_Extract provided_.
The Buffalo diocese operates schools in six counties across Western New York. WBFO asked what's been the mood in local Catholic schools since the mass shooting on May 14?

"I heard one of our principals say yesterday that they had parents come in and say that they're moving out of Buffalo because there's just too much anxiety and too much fear," he said. "Uprooting your family and moving is a big decision. I don't know if they're talking about moving to the suburbs or moving to Syracuse. But, yeah, the schools that are in the city are very much impacted. It's tough," he said.

Uhl said "the challenge is how much do you talk about it and at what level."

"Because if you talk about it too much, then you're almost gonna feed the anxiety and the worry. But if you ignore it, then you're not acknowledging the reality that the students are working in," he said. "So that's a really fine line that I know every one of our schools are struggling with, because what works for one student might not work for the next."

As for the pandemic, he said it's had a unique impact on Catholic schools.

"I think the unique situation in the educational sector is that so much money flooded into the public schools, that they opened up all these new positions. So that's the disruption," he said. "It isn't so much about the actual pandemic, it's the fact that, suddenly, many of our teachers could double their salary. And they really can. I mean, our average teacher salary is still in the $30s and the average teacher public salary is in the $60s. That's the impact it's had."

Meanwhile, the comment period just closed May 31 on proposed new state Education Department rules to ensure "equivalency of instruction" in nonpublic schools compared to public schools, with a final decision expected this fall. Uhl said Catholic schools have a long tradition of accountability, but there was concern that oversight would be transferred to public school districts and boards of education.

(Data records)
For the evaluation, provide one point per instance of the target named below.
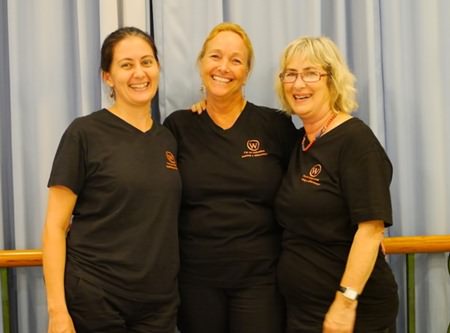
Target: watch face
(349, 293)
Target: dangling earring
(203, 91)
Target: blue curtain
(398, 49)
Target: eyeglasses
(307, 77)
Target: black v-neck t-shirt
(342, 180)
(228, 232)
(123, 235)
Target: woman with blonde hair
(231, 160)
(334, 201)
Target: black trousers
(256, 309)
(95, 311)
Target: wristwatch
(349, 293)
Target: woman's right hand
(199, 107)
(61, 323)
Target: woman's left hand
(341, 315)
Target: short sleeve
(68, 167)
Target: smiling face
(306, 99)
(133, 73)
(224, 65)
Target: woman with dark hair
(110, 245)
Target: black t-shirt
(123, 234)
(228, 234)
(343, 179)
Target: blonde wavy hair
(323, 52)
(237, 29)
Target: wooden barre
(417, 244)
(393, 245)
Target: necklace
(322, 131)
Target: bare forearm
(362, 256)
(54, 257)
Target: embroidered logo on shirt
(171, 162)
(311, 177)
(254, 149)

==

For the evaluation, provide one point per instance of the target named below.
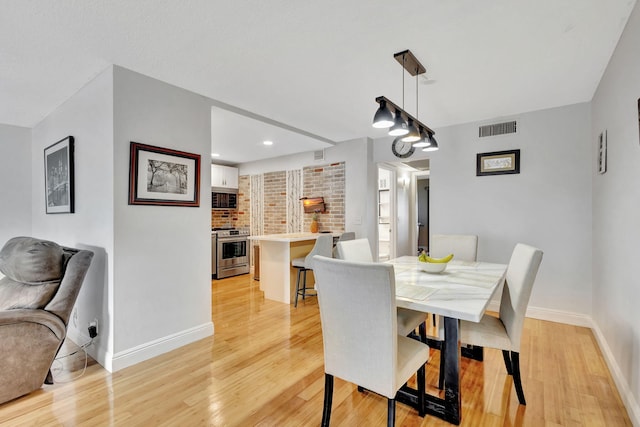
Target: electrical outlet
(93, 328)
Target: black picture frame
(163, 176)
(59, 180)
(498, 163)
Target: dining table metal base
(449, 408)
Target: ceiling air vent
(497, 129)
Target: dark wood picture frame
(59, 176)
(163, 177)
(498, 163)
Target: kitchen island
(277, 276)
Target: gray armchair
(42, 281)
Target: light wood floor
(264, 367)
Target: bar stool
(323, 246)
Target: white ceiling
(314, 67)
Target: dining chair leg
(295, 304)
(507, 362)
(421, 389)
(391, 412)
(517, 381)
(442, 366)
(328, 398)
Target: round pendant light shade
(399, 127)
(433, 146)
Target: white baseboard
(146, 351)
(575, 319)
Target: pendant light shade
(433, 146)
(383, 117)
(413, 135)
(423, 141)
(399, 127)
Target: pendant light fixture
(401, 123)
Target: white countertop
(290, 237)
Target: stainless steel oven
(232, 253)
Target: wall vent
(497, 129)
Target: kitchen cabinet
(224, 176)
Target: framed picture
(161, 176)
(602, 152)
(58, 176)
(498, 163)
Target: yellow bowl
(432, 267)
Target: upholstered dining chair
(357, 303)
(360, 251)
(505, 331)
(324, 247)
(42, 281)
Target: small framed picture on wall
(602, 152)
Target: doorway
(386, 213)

_Action item_. Please answer from the Buffalo Catholic schools article: according to Uhl, what range is the average teacher salary in its schools, and what range is the average public teacher salary?

_The answer_. The average teacher salary is in the $30s, and the average public teacher salary is in the $60s.